[Object position labeling entries]
---*---

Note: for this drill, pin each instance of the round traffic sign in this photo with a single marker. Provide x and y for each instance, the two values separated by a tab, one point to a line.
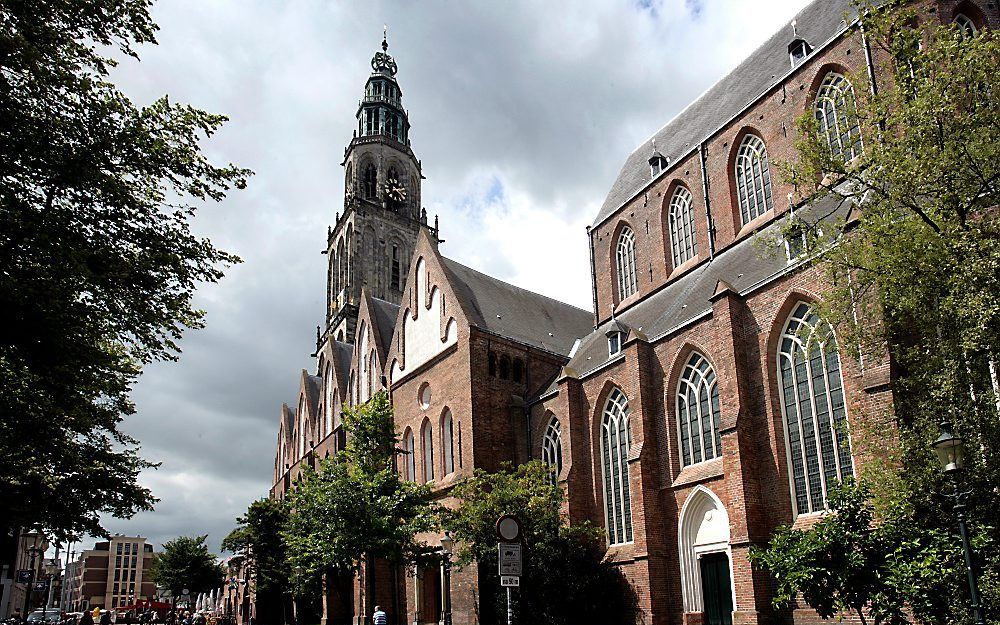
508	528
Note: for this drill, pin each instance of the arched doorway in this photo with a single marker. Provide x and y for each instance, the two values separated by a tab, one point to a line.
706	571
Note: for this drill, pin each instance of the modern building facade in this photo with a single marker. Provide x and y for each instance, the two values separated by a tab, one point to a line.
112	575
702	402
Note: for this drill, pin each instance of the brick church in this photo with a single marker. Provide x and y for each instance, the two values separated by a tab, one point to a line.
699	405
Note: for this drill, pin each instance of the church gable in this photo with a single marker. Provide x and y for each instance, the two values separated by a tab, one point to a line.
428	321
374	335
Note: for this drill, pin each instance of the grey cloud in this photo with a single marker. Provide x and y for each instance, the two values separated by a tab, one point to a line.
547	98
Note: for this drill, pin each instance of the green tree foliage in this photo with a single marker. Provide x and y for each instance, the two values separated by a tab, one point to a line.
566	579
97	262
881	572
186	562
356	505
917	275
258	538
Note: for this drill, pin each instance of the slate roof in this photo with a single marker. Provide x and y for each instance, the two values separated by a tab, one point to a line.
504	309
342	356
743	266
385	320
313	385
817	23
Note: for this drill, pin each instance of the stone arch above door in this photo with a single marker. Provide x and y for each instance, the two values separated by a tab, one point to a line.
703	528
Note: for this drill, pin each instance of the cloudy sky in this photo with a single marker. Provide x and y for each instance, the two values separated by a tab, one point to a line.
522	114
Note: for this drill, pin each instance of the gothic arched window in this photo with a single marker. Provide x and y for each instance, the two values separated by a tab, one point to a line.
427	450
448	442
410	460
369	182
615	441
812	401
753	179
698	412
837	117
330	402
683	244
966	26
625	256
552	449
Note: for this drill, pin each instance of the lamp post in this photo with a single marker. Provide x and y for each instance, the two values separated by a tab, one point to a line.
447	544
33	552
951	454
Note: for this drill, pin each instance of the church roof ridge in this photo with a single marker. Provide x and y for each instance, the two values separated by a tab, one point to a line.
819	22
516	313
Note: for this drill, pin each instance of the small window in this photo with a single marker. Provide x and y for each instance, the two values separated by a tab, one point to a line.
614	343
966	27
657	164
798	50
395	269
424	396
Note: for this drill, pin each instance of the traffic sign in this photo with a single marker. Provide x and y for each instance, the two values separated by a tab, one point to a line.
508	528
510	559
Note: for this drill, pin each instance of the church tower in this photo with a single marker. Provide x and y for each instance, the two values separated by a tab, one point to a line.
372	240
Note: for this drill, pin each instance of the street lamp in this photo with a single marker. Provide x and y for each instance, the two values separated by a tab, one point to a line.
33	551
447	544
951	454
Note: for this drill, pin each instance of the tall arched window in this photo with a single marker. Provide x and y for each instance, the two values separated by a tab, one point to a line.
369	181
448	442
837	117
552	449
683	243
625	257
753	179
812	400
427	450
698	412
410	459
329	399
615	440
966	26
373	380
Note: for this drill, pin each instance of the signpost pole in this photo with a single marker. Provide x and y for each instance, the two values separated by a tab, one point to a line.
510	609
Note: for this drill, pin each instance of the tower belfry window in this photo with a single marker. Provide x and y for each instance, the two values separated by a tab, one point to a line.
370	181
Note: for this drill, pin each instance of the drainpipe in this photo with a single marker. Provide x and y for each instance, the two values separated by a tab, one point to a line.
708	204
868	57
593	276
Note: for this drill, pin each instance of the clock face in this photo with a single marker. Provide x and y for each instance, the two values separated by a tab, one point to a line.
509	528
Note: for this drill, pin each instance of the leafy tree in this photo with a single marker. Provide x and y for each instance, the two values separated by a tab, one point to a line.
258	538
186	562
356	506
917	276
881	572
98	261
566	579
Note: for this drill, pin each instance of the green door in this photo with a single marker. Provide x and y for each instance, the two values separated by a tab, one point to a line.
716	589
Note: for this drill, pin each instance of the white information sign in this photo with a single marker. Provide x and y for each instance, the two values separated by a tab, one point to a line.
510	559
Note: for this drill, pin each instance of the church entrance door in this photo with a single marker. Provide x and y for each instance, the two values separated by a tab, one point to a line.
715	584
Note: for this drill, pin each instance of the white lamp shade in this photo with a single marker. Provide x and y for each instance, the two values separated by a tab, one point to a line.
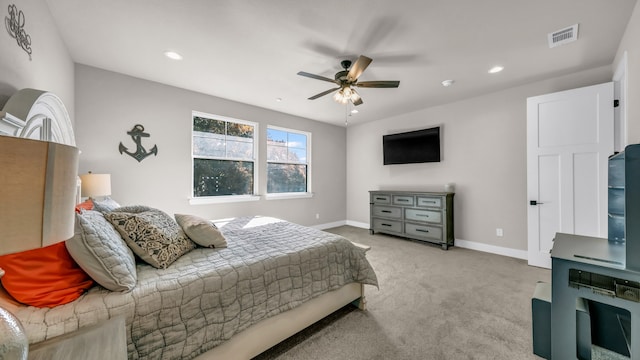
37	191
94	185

---*---

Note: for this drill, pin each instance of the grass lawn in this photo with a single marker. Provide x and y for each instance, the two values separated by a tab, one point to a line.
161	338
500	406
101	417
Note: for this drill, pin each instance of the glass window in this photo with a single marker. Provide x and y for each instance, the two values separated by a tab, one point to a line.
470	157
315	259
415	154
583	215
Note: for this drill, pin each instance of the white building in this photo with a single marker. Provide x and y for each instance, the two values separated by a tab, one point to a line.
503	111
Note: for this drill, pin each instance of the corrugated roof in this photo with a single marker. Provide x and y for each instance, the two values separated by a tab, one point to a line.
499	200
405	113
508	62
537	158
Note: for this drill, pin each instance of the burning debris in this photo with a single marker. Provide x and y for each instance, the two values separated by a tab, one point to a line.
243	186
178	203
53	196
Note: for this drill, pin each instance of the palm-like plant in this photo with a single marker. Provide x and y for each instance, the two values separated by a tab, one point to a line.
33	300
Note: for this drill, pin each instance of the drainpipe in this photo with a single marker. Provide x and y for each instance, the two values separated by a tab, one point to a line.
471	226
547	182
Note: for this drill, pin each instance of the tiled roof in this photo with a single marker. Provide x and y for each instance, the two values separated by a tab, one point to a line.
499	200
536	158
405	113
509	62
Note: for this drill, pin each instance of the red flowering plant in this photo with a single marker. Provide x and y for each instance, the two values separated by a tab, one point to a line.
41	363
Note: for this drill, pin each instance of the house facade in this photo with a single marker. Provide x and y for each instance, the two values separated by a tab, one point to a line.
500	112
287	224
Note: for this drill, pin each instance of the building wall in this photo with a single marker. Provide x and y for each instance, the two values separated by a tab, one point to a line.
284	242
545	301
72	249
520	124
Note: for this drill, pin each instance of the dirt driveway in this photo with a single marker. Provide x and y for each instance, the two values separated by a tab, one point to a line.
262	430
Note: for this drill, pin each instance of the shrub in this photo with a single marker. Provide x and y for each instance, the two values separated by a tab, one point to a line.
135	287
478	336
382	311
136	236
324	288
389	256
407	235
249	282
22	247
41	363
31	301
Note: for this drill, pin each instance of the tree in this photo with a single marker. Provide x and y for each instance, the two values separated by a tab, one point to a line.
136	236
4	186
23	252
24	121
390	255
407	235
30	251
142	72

---*---

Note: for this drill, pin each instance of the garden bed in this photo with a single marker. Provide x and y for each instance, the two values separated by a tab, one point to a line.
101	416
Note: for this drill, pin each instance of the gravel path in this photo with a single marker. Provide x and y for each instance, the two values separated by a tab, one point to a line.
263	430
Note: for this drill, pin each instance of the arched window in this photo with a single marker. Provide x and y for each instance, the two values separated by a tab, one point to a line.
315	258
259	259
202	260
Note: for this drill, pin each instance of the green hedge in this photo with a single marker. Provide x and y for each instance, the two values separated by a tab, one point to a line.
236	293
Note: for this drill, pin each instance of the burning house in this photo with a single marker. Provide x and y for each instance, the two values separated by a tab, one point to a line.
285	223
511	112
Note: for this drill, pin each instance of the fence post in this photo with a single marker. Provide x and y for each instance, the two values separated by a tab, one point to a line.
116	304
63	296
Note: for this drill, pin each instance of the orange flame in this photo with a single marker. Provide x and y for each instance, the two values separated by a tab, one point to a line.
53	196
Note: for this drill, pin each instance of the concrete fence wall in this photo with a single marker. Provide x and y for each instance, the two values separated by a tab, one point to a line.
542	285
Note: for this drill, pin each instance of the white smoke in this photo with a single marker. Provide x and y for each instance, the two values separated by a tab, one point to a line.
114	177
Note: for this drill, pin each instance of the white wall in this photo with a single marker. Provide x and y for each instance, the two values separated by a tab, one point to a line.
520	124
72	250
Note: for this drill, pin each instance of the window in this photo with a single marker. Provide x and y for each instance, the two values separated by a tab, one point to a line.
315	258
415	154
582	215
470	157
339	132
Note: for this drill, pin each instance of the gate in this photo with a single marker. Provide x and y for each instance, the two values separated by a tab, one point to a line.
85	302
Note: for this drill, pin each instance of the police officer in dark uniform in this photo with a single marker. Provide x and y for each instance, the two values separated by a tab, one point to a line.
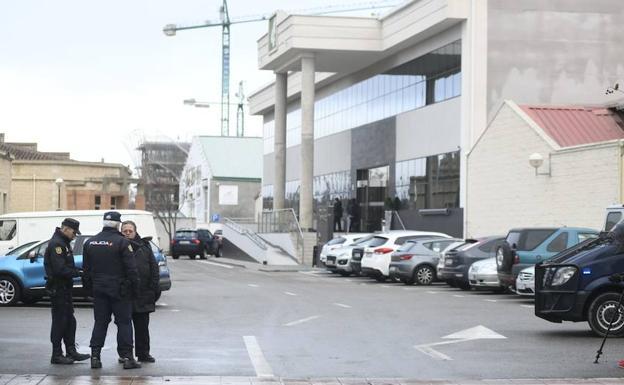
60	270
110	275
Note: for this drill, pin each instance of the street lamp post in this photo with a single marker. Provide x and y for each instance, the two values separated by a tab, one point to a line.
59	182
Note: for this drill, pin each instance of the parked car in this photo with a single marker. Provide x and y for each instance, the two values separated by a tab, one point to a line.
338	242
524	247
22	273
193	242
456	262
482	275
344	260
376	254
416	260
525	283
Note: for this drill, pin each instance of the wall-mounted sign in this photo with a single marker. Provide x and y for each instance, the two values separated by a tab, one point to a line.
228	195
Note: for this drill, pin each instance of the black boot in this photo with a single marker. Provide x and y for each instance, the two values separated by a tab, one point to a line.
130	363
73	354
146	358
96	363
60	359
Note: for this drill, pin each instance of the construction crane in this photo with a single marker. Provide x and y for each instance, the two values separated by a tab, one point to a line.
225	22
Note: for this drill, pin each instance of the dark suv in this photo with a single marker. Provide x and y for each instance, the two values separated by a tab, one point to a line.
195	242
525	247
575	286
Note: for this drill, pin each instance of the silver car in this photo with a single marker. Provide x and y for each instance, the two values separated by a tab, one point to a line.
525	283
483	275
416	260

---*---

*EXERCISE TASK*. Can you gather every line of the listing above that contains the string "like", counting only matches with the same uppercase and lowercase letters?

*TASK SOLUTION*.
Note: for this drill, pin each instance of the palm-like plant in this photo with a single marker. Provide x and y for each instance, the two values separated by a tab, one point to a line.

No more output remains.